** BEGIN Data section **

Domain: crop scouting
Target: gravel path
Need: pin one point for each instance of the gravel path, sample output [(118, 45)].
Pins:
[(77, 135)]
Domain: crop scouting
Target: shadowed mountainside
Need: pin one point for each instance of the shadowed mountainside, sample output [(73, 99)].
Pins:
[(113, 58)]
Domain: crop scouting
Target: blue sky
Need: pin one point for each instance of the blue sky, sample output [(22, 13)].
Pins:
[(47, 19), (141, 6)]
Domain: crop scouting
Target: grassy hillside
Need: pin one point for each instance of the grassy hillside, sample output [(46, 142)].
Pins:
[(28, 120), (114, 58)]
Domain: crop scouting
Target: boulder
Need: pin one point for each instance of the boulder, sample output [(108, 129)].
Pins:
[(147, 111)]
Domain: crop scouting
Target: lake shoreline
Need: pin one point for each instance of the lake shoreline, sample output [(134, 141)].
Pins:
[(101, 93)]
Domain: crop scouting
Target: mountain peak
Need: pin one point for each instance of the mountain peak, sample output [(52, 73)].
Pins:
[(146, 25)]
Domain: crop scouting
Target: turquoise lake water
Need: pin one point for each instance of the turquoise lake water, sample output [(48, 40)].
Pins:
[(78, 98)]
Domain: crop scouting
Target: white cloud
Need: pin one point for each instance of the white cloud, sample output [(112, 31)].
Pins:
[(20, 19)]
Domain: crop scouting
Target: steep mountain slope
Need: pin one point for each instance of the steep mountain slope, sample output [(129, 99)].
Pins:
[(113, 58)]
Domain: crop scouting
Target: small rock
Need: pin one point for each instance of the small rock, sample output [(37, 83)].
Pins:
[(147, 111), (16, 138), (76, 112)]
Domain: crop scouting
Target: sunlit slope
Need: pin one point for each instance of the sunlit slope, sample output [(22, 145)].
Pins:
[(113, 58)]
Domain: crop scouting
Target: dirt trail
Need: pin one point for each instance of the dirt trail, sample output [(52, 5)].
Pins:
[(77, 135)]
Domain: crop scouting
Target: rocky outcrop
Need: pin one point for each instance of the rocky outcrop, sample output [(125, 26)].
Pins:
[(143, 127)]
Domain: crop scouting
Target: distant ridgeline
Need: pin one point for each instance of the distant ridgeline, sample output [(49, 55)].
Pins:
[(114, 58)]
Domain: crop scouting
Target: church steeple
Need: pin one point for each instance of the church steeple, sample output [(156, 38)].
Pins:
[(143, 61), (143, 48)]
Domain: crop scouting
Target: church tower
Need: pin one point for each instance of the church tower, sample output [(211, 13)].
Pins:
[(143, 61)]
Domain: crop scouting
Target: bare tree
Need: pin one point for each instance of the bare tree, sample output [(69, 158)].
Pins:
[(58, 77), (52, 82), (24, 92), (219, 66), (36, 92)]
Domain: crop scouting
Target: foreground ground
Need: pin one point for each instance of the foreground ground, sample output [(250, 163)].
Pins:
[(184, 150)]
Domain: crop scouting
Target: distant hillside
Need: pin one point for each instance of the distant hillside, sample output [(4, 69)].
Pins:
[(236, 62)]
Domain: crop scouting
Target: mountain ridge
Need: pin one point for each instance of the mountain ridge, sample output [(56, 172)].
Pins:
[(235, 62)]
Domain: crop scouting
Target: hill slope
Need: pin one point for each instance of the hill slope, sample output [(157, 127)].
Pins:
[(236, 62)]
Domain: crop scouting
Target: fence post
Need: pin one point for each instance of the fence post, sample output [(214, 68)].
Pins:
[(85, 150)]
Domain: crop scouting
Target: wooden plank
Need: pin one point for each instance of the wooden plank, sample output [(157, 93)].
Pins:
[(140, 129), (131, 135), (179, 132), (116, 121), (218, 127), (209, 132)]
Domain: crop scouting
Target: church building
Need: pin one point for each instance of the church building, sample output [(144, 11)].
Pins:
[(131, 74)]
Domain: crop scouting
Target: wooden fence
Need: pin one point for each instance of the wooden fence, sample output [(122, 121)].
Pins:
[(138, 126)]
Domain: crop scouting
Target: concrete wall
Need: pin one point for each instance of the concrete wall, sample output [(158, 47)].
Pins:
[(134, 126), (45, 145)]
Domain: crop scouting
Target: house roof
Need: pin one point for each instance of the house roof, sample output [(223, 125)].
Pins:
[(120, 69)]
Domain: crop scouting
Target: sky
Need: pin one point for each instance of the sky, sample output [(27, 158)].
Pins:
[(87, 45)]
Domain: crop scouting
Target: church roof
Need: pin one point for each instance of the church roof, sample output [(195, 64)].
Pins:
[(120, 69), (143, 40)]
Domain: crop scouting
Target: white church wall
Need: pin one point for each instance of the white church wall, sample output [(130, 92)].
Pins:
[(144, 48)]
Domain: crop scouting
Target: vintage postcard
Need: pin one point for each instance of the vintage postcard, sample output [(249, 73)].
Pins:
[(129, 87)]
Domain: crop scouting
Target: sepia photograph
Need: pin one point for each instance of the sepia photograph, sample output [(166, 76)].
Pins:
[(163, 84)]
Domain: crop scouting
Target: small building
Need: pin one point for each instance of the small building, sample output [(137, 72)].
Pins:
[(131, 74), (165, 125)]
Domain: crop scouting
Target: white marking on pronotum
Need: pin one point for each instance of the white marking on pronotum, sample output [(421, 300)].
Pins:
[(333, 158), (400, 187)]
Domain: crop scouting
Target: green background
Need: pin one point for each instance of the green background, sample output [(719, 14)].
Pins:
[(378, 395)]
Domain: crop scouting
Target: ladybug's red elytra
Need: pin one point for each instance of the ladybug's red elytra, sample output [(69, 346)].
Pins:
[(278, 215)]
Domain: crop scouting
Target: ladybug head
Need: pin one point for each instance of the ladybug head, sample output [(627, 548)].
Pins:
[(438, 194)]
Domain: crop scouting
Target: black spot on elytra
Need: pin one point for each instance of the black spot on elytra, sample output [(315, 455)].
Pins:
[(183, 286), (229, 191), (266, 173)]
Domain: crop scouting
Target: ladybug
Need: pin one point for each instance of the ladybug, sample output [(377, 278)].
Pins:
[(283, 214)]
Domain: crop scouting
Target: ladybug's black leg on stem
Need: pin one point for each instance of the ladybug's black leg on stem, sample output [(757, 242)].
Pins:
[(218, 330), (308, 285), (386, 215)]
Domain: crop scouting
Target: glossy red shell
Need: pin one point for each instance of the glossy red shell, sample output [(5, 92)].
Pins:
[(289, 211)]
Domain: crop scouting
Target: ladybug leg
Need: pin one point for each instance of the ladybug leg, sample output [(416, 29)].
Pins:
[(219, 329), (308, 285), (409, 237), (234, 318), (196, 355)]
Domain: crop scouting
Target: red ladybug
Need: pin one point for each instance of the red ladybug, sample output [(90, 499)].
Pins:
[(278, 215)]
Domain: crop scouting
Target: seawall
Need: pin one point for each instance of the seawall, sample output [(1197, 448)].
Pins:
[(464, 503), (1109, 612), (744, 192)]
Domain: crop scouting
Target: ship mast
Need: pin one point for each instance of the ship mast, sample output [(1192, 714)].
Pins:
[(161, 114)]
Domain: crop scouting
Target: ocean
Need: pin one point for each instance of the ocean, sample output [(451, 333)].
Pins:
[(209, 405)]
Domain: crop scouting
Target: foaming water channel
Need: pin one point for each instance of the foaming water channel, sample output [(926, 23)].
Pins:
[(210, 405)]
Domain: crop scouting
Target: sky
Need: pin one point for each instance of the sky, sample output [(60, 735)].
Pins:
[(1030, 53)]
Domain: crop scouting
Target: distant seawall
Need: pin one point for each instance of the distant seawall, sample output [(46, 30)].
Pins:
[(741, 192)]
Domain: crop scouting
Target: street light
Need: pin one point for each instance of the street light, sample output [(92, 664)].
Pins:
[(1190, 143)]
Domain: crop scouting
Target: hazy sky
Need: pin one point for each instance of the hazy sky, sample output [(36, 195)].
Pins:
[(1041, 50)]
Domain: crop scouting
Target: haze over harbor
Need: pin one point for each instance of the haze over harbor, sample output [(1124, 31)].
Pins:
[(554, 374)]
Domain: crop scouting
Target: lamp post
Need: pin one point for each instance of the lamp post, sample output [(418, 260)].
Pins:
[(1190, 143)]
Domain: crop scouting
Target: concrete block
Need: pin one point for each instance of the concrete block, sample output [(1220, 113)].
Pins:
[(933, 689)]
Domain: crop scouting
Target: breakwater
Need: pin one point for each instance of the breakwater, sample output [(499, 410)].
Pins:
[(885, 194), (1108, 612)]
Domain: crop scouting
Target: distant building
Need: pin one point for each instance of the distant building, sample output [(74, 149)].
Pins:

** END Data section **

**Instructions to follow:** Please lay out the listing as a two-column CSV with the columns text and pins, giving one row for each text and the pins that follow it, with every field quoted and line breaks turned into spaces. Begin at the start of the listing and stop after the line that has "[(28, 120), (114, 58)]".

**Task solution:**
text,pins
"Domain: crop scouting Target: gravel path Need: pin one point for each instance of the gravel path, sample output [(118, 45)]. Pins:","[(77, 135)]"
"Domain: crop scouting Target: shadowed mountainside Need: pin one point for each instance of the shadowed mountainside, sample output [(73, 99)]. Pins:","[(113, 58)]"
"Domain: crop scouting Target: blue sky Need: pin one point for each instance of the blue sky, sample output [(22, 13)]. Pins:","[(47, 19), (141, 6)]"
"Domain: crop scouting Target: grassy hillside Need: pin one point for each instance of the grassy hillside, sample output [(46, 142)]. Pins:","[(28, 120), (114, 58)]"